#### To do:
Copy out nothing but the line containing "of the green" and the lines that follow it to the end of the entries, exactly as they stand.

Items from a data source
════
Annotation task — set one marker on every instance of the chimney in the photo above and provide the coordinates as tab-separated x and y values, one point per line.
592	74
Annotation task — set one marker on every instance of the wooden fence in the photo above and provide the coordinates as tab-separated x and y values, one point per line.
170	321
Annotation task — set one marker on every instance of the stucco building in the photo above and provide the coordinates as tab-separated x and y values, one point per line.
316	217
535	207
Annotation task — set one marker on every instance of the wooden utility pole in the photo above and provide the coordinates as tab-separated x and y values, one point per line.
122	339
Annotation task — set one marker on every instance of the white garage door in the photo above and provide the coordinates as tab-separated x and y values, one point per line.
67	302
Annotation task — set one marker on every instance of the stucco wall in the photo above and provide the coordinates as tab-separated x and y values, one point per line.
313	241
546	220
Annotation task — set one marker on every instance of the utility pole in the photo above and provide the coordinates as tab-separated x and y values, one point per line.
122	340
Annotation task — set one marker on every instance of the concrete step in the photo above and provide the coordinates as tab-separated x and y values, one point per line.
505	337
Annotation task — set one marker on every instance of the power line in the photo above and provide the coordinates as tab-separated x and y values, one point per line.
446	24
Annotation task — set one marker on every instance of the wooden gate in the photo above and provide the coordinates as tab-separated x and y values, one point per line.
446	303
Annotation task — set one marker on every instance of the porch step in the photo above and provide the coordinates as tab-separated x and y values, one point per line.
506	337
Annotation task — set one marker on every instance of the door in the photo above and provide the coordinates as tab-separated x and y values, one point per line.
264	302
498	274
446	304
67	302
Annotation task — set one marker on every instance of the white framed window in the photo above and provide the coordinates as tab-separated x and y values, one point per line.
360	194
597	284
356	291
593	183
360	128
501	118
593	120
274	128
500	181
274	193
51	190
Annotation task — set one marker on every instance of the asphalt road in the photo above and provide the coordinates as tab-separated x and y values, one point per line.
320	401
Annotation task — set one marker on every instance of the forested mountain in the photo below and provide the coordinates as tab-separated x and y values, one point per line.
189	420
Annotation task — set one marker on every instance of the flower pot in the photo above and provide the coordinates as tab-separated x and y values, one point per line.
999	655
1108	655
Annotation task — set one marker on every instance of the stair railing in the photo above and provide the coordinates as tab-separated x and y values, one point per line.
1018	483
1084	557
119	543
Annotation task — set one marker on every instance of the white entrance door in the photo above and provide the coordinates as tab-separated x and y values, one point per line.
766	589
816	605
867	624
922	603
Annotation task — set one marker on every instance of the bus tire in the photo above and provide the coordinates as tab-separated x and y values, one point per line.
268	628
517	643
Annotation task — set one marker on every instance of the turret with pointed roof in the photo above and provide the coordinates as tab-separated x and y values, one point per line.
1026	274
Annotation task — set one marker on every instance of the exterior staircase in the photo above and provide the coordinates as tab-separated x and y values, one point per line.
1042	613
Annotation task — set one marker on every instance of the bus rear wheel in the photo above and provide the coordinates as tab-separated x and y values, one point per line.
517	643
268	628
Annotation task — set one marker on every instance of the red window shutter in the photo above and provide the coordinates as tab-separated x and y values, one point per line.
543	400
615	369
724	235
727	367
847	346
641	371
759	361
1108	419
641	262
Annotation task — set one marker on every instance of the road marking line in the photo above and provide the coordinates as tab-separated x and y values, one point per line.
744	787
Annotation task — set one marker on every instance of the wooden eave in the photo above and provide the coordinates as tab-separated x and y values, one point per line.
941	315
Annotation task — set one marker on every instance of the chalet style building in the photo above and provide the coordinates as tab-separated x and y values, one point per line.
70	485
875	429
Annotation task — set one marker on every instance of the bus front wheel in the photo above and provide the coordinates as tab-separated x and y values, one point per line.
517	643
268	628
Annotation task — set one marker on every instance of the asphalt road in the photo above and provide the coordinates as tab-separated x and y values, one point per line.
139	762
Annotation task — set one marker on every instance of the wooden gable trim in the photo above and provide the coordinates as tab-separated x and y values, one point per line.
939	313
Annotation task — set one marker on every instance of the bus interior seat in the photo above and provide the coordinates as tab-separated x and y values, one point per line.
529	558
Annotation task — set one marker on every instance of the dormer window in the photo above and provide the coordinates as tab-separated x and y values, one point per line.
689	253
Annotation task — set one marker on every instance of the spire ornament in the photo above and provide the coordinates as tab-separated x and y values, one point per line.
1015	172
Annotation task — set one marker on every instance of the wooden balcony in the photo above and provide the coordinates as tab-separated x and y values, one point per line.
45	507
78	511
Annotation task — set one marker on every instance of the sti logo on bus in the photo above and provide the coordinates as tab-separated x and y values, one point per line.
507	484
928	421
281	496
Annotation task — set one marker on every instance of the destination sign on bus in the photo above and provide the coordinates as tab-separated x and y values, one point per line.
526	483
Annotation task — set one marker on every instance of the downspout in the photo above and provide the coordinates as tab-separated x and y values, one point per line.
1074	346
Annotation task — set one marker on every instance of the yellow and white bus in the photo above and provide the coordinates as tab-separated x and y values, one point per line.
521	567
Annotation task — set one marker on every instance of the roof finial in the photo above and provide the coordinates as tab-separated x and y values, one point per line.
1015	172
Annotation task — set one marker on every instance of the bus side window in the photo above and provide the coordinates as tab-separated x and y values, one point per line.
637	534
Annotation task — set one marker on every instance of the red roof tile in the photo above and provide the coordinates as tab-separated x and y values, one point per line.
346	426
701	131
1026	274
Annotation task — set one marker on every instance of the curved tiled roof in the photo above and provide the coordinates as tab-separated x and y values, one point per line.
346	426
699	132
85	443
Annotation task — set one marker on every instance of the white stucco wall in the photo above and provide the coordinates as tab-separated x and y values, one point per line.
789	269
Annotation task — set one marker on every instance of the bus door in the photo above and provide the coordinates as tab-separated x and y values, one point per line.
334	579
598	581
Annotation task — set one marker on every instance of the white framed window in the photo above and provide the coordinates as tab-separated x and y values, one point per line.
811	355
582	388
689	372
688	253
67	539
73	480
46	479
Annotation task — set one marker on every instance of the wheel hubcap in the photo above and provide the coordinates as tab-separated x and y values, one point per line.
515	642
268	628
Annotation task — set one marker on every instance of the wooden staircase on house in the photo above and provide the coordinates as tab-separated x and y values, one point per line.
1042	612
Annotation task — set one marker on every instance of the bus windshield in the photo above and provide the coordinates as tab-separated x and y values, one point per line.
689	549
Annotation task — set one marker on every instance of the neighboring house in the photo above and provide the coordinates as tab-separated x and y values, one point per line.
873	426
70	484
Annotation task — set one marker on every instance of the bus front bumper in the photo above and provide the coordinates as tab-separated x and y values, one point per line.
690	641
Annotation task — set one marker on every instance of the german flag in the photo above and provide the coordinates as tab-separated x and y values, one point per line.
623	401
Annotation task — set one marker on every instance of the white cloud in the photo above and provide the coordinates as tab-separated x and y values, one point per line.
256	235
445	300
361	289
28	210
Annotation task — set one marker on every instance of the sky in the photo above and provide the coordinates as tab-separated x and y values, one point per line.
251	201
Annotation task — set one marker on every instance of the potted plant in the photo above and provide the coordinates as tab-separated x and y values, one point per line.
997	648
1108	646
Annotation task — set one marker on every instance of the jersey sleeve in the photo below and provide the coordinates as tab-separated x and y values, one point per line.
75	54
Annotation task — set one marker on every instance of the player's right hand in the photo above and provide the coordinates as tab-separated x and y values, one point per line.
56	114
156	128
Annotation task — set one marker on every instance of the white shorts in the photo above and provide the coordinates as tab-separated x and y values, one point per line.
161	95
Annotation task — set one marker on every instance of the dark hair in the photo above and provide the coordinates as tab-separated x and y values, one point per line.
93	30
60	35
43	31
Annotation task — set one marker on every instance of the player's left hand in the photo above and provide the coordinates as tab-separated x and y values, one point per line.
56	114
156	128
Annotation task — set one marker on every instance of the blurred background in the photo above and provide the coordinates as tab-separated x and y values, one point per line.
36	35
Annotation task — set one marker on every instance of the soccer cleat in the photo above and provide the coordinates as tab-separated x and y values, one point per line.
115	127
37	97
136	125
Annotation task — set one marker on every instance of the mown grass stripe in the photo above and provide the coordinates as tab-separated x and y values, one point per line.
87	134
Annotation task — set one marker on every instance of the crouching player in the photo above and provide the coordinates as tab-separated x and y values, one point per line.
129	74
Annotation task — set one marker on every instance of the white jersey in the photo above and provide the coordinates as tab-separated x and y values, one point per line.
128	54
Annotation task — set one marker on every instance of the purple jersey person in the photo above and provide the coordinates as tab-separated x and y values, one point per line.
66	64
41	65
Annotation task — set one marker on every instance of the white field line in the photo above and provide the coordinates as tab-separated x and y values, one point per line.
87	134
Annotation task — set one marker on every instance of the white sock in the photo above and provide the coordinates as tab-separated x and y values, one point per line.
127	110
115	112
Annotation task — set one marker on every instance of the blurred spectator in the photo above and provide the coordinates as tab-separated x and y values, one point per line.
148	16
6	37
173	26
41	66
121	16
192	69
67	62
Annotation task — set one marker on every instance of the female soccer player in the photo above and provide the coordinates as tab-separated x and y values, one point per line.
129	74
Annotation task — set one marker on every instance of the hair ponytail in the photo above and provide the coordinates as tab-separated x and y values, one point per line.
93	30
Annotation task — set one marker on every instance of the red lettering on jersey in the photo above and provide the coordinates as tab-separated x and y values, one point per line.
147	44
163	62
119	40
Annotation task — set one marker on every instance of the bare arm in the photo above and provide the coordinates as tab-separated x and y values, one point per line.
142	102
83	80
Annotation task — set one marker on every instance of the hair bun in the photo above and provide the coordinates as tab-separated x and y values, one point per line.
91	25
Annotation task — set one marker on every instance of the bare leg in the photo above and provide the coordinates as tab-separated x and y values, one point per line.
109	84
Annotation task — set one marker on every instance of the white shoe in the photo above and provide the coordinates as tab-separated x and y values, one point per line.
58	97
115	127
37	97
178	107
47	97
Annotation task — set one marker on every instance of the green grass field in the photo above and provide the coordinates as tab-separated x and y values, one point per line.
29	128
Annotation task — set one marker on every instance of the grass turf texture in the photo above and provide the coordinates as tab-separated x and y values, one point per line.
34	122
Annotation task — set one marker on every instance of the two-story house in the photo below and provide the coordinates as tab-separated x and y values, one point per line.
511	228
════
#### Result of this task:
Annotation task — set one marker on every instance of the green grass field in the photo above and provide the coordinates as tab-separated x and y values, one point per line.
29	128
Annotation task — set one marker on every instance of the grass turf texture in the photo above and provide the coordinates as tab-separated x and y values, one point per line.
34	122
Annotation task — set one marker on every instance of the two-story house in the photo below and provide the coordinates as tab-separated x and y values, one point per line.
511	228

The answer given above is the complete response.